• _What this task involves_
Render the material again word for word, skipping the pictures in it.

• _Supplied information_
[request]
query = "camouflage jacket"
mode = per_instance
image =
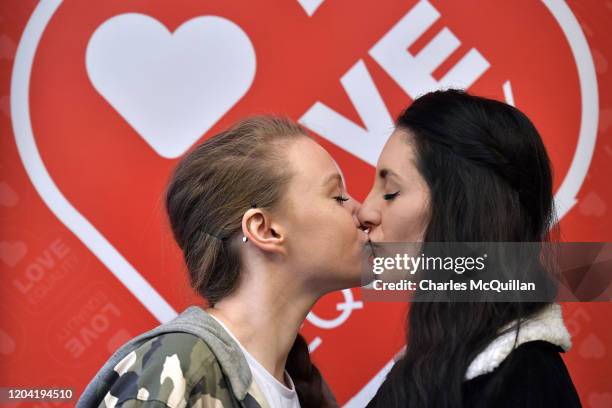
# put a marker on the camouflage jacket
(190, 361)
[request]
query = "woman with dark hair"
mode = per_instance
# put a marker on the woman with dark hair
(462, 168)
(266, 228)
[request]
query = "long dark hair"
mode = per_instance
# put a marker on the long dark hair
(209, 191)
(490, 180)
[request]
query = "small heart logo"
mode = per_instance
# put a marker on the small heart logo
(199, 73)
(12, 252)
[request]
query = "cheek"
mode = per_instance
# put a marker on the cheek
(405, 223)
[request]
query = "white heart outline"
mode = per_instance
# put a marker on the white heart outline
(120, 267)
(197, 81)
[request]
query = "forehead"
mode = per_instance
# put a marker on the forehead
(310, 162)
(399, 155)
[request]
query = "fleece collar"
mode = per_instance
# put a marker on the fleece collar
(546, 325)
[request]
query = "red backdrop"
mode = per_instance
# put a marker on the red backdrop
(98, 99)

• _Task response_
[request]
query = "camouflage jacket"
mode = per_instance
image =
# put a marker on the camouflage jacket
(190, 361)
[request]
query = "woman with dark hair"
mode = per_instance
# put a marker on the woman with dark hair
(462, 168)
(266, 228)
[request]
query = "long dark hair"
mode = per_instance
# put a marker on the long dark hair
(209, 191)
(490, 180)
[request]
query = "small heart logo"
mode = per_instance
# put a marker on the small heart logo
(199, 73)
(12, 252)
[request]
query = "cheek"
mode = per_instance
# put a marker on the cheek
(405, 223)
[request]
query = "white heart outline"
mode = per_instance
# put a marker on the white heart outline
(120, 267)
(197, 81)
[request]
query = "forehead"
mode = per_instance
# put a marker on the forehead
(310, 162)
(399, 155)
[request]
query = "fleece collar"
mode = per_instance
# put a marker on the fleece collar
(546, 325)
[request]
query = "red backdrop"
mode = per_instance
# put a marker on the red backdrop
(98, 99)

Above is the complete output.